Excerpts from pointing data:

──────────

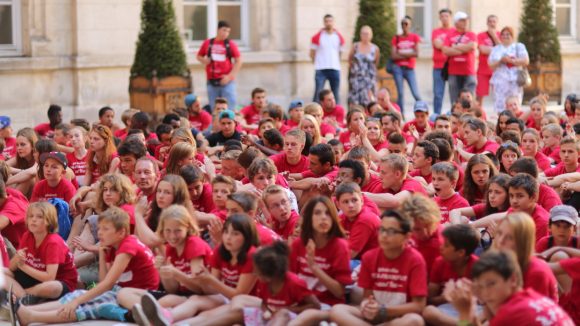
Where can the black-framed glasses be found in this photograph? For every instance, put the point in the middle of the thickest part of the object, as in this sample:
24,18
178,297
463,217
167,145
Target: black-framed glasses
390,232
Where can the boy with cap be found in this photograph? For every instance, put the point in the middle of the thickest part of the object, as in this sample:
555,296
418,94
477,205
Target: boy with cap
227,131
6,134
421,122
296,112
53,184
198,118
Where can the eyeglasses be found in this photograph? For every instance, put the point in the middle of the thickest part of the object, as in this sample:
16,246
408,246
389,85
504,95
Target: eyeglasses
390,232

──────────

Write out all the items above again, requests included, and shift each answer coordinate by adding 88 to it. Leave the pictures out.

▸ The output:
Where can the black-framed glasses be found in this photograph? For every instance, put the point in the middle of the thickest part of the object, as in this sample:
24,18
178,297
463,217
167,145
Target: black-framed glasses
478,320
Where can the boy with cap be found in this photograph? For every instance, put the point in the middle of the thickest part of the object, as in this sample:
555,296
418,94
477,205
Target: boy with cap
315,219
94,222
509,210
384,200
141,272
286,206
Where can the eyeglasses be found in this photograph? For every instance, put the point in the middle of the thickest part of the object, as in this sample:
16,246
408,246
389,85
504,95
Target: eyeglasses
478,320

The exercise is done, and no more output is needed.